▶ WRITTEN INSTRUCTION
Copy word for word the passage of the article on the Prince of Wales Bridge fuel protest, starting at "The 41-year-old told" and ending at "and from work.".

── QUOTED TEXT ──

05 Jul 2022 4 minute read
Police escort vehicles across the Prince of Wales Bridge. Picture by Rod Minchin / PA Wire. Priti Patel picture by Richard Townshend (CC BY 3.0).

The Home Secretary Priti Patel has called on police to use severe new anti-protest powers which include imprisonment after lorry drivers caused huge backlogs on the crossing between Wales and England yesterday.

The new measures to tackle non-violent demonstrations that have a significant disruptive impact on the public came into effect on June 28 as part of changes to the law.

Some 12 people were arrested on Monday as dozens of campaigners calling for a cut in fuel duty targeted the M4 second Severn crossing between Wales and England.

Dozens of police vans and hundreds of officers from both Gwent Police and Avon and Somerset Police were at the Prince of Wales Bridge, which runs between England and Wales, at 8.30am when four people were arrested and 10.45am when another eight people were arrested.

A Home Office source told the Daily Mail: “Through our Police, Crime, Sentencing and Courts Act, we have given the police a wealth of powers to deal with disruptive and damaging protests, including imprisonment and unlimited fines for those blocking a highway – actions which inflict further pain on those affected by rising prices.

“The Home Secretary would encourage and support the police to make use of all the powers available to them. Forces need to move people on. These protests are blocking people from getting to work and from carrying out other vital journeys – this is not about whether you believe in the cause or not.”

The stance was supported by Downing Street, with a senior Government source telling The Times: “The Government has given the police a lot of powers to deal with this sort of stuff and we are looking to them to use it. We want to know what they are going to do about it.”

‘Heard’

The protests, which started at around 7am, are understood to have been organised via social media under the banner Fuel Price Stand Against Tax.

Among those arrested was former HGV driver from Cwmbran Vicky Stamper.

The 41-year-old told the PA news agency she and her partner Darren had to give up jobs in Bristol because they could no longer afford the fuel.

She said: “We had to leave those jobs because it was costing us £380 a week just to get to and from work.

“I then lost a job two weeks ago because the company couldn’t afford to put fuel in that many lorries so last in, first out.”

Mobile welder Richard Dite, 44, from Maesteg, South Wales, was also arrested.

───
── STORED RECORDS ──

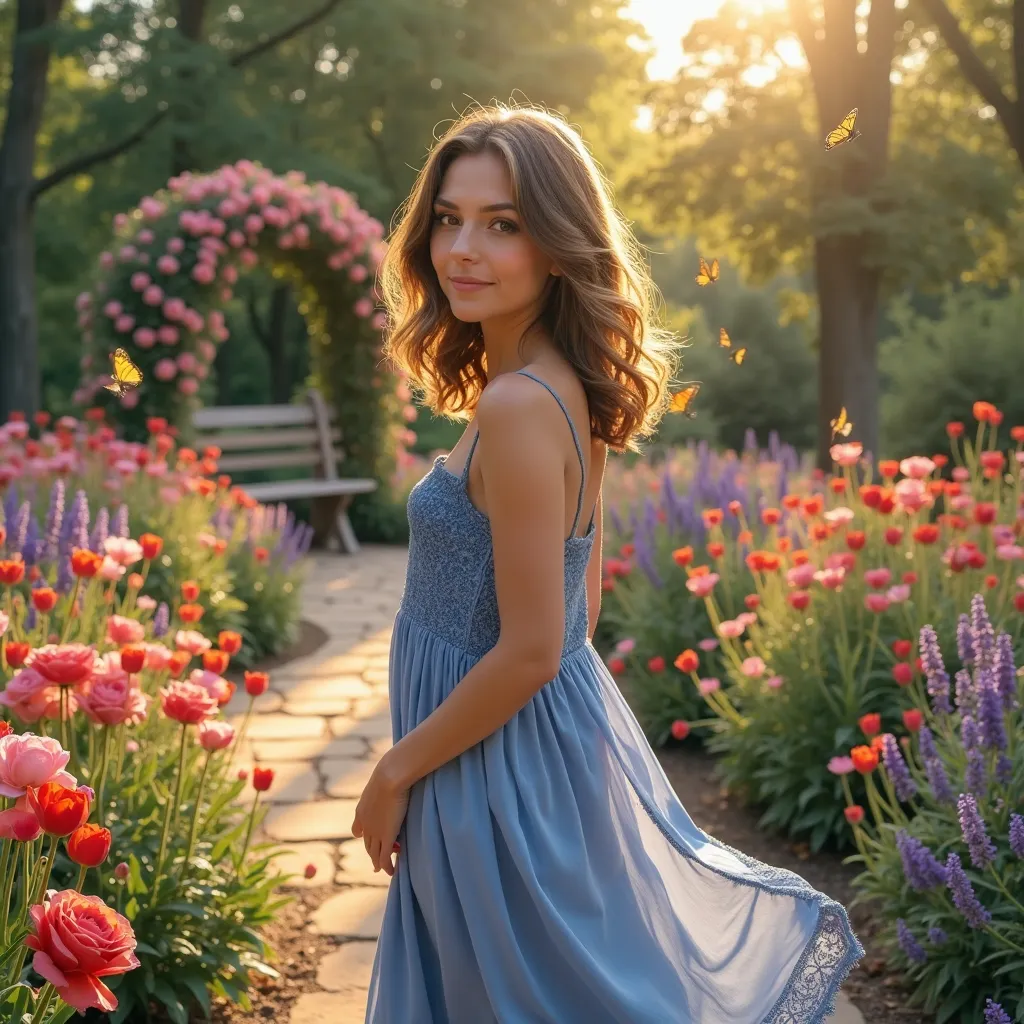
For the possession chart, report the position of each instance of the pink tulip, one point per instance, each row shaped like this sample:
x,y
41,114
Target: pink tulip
x,y
878,579
29,761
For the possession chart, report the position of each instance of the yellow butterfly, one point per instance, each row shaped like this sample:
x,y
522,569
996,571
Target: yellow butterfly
x,y
842,425
708,274
126,375
845,132
681,400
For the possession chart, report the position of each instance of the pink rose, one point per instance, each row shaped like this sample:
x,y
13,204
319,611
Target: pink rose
x,y
114,701
29,761
215,735
20,825
848,454
78,940
918,467
186,702
64,665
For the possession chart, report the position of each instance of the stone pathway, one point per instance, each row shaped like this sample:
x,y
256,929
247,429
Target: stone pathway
x,y
322,726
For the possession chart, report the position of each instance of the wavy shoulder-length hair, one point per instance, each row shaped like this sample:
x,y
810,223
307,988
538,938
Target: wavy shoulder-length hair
x,y
600,311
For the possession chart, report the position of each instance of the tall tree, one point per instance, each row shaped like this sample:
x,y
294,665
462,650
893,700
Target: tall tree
x,y
743,166
42,26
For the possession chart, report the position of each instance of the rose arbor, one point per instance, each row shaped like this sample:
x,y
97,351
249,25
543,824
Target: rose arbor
x,y
174,262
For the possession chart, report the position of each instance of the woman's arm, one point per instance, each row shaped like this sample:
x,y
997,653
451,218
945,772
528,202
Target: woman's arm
x,y
524,483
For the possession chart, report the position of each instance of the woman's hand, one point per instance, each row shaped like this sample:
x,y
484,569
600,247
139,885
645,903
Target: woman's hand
x,y
379,815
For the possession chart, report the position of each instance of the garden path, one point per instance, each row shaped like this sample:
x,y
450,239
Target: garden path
x,y
322,726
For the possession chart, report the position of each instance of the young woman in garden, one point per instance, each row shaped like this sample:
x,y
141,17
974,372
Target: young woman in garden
x,y
548,871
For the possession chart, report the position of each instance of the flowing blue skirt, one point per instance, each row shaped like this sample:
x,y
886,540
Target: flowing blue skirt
x,y
551,873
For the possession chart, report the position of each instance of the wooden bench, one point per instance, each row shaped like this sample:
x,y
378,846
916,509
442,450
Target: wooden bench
x,y
282,437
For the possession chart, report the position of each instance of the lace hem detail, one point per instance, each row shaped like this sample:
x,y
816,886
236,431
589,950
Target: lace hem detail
x,y
829,955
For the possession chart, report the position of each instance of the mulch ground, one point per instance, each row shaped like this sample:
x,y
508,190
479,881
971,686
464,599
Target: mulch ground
x,y
880,993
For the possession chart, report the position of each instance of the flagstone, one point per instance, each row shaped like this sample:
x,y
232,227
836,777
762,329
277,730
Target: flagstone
x,y
346,776
347,968
325,819
356,868
309,750
354,912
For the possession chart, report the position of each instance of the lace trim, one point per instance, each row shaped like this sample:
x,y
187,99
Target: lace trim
x,y
829,955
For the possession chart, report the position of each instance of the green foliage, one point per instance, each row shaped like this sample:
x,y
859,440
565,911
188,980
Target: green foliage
x,y
954,973
936,369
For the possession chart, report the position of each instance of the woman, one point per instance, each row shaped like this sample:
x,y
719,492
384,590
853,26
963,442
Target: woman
x,y
548,871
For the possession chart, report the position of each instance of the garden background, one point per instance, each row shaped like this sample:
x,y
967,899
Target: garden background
x,y
883,278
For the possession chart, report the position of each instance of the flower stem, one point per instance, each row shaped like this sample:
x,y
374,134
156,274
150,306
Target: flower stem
x,y
167,817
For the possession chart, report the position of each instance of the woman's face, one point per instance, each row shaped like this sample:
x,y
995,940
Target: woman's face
x,y
478,236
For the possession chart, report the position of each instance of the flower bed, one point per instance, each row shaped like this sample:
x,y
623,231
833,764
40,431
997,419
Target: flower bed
x,y
942,839
815,603
113,653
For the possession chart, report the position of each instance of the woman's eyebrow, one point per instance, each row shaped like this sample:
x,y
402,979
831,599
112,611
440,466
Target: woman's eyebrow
x,y
483,209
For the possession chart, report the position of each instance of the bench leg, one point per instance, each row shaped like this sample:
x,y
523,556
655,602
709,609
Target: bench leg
x,y
343,527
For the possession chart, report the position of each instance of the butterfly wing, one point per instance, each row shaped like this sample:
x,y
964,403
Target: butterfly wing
x,y
125,372
682,400
844,132
704,273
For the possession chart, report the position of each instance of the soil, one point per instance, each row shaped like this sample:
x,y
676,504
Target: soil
x,y
878,991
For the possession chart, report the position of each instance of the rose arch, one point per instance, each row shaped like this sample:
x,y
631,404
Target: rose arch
x,y
173,264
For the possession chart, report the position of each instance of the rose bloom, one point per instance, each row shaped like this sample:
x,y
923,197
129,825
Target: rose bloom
x,y
186,702
192,641
123,550
215,735
121,630
848,454
28,761
79,940
753,668
65,665
918,467
114,701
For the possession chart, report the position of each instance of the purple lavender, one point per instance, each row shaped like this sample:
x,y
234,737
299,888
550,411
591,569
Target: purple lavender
x,y
934,768
935,671
54,521
1005,671
994,1014
162,620
965,641
120,527
922,868
964,895
982,633
100,531
1017,835
981,848
19,529
908,943
991,728
899,773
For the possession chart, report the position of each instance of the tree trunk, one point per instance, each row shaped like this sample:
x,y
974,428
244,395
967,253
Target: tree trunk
x,y
848,300
26,98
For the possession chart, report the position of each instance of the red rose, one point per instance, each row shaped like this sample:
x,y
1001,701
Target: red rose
x,y
59,811
78,940
257,682
64,665
88,845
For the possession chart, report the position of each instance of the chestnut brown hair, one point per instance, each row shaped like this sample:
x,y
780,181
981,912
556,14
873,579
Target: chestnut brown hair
x,y
599,311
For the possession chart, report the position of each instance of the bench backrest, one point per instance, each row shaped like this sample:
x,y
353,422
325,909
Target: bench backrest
x,y
272,436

───

▶ RESULT BELOW
The 41-year-old told the PA news agency she and her partner Darren had to give up jobs in Bristol because they could no longer afford the fuel.

She said: “We had to leave those jobs because it was costing us £380 a week just to get to and from work.